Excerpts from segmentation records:
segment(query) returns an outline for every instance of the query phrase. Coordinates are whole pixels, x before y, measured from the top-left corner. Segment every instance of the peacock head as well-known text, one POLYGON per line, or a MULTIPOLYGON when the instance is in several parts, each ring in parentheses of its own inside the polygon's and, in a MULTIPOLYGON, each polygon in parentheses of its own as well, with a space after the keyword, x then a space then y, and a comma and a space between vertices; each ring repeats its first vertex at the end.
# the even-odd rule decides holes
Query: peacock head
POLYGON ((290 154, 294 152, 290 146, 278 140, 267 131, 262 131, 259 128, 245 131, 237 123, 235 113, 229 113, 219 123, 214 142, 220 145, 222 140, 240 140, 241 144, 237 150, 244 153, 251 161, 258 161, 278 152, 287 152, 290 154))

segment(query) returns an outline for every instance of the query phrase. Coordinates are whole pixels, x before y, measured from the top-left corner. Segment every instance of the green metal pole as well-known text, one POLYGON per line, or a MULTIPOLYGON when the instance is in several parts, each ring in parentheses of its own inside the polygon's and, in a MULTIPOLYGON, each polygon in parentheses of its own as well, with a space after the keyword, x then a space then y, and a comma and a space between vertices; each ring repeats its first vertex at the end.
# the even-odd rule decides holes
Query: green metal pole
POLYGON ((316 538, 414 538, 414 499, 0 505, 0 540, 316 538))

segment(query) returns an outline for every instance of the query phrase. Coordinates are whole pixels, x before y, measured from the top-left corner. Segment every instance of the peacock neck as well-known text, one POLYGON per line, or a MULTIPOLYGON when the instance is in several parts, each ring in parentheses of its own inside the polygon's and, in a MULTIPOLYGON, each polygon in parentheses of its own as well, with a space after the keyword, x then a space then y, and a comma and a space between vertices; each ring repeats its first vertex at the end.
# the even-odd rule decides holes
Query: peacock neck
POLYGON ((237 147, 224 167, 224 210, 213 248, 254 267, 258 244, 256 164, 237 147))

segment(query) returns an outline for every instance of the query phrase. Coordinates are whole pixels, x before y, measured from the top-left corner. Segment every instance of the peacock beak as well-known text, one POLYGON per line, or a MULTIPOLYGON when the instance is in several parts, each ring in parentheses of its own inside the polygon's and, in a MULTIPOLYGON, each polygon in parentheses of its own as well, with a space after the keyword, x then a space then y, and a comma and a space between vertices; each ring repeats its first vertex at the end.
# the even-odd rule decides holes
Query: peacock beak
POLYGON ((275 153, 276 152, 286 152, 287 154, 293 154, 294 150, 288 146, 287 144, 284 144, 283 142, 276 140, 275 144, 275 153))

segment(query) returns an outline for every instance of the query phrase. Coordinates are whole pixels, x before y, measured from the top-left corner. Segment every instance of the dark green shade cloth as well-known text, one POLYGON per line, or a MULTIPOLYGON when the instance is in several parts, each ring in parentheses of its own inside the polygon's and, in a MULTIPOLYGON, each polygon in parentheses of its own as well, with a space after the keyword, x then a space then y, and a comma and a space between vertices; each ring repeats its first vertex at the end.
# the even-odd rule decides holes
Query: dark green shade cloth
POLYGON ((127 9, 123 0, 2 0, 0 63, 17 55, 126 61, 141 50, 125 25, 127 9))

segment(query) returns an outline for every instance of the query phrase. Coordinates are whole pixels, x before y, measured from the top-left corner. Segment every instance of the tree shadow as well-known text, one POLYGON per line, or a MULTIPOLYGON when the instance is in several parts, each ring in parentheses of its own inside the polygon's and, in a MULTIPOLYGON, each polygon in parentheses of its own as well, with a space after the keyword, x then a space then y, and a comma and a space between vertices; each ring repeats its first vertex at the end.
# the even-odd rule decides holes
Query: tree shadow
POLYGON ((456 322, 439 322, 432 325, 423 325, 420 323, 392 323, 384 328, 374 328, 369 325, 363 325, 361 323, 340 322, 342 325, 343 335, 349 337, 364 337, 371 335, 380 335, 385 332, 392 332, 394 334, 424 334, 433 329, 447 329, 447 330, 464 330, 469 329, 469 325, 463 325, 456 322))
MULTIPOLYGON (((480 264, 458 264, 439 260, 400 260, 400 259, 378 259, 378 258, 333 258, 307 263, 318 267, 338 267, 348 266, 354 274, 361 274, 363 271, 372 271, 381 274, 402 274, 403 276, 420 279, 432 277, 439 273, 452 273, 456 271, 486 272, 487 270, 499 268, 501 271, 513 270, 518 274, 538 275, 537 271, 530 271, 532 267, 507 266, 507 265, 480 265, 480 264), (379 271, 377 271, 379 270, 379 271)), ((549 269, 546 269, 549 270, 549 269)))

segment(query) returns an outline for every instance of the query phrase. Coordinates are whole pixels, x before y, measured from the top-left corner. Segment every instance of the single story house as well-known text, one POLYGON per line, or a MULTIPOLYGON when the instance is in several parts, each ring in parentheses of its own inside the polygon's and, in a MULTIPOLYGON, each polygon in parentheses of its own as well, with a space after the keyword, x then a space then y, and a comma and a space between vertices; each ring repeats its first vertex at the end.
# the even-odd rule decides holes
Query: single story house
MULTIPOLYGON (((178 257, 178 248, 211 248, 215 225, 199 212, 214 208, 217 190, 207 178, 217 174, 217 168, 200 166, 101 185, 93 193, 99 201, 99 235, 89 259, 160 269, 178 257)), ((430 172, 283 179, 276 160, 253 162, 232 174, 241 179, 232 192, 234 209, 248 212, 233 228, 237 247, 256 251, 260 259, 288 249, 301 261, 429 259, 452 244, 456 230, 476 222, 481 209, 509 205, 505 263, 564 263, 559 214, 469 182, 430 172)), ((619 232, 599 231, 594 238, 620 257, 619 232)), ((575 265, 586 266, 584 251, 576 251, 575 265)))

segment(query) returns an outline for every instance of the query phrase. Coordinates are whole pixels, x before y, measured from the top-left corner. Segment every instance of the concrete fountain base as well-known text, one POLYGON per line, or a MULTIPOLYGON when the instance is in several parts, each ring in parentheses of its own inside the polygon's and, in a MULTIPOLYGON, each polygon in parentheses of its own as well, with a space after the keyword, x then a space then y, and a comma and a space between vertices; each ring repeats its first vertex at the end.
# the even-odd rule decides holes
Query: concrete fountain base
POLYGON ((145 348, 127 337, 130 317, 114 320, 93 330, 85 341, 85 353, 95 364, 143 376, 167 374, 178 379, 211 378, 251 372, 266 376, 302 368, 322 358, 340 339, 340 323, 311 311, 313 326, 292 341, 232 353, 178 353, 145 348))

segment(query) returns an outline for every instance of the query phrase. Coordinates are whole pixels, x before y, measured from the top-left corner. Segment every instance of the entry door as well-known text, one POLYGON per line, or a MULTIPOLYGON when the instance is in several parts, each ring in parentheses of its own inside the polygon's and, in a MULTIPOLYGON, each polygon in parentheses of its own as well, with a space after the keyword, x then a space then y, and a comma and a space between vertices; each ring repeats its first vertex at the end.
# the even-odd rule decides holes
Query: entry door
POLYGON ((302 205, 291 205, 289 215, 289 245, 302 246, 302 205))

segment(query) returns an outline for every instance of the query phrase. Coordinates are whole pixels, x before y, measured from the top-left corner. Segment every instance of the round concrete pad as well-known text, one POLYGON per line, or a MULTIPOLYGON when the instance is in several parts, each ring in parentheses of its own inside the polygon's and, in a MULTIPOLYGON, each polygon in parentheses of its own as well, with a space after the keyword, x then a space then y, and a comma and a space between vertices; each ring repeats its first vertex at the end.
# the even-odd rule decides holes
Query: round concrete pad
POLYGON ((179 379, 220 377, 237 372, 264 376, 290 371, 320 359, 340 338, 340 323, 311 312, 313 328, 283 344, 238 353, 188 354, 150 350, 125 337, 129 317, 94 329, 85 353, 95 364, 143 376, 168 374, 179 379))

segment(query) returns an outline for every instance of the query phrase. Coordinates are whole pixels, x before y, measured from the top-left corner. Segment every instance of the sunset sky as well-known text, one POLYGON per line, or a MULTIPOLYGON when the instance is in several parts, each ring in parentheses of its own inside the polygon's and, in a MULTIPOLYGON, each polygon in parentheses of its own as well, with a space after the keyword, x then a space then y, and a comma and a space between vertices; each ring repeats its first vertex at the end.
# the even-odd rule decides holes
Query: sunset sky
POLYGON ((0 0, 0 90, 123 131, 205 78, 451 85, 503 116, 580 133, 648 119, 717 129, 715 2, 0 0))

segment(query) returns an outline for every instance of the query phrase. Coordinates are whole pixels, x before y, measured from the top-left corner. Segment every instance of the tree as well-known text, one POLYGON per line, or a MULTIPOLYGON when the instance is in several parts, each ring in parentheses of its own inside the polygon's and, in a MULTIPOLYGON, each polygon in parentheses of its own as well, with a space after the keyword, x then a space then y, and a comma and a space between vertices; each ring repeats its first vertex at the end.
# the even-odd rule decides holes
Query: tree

Written request >> Repeat word for word the part of the listing that opens with the line containing "of the entry" and closes with the line containing "POLYGON ((179 379, 220", including both of those lines.

Written reply >>
segment(query) returns an outline for every instance of the query phrase. Coordinates are whole pixels, x before y, measured from the top-left corner. Segment every instance of the entry door as well-known text, one POLYGON per line, or a MULTIPOLYGON when the instance is in several parts, each ring in parentheses of its own inside the polygon's and, in a MULTIPOLYGON, each polygon in parentheses of its own as well, with a space after the keyword, x then a space then y, and a comma and a space between vertices; each ring repeats its first vertex at the end.
# the even-odd rule decides holes
Query: entry door
POLYGON ((302 205, 291 205, 289 215, 289 245, 302 246, 302 205))

segment(query) returns an outline for every instance of the query phrase. Coordinates are whole pixels, x before y, measured from the top-left corner. Segment every instance of the round concrete pad as well-known text, one POLYGON per line, or a MULTIPOLYGON when the instance is in several parts, each ring in parentheses of its own inside the polygon's and, in a MULTIPOLYGON, each polygon in parentheses of its own as well, with a space after the keyword, x then a space then y, and a comma and a space between vertices; each ring repeats its first vertex at the end.
# the even-odd rule decides holes
Query: round concrete pad
POLYGON ((179 379, 220 377, 237 372, 264 376, 290 371, 320 359, 340 338, 340 323, 311 312, 313 328, 283 344, 238 353, 188 354, 150 350, 125 337, 129 317, 94 329, 85 353, 95 364, 143 376, 168 374, 179 379))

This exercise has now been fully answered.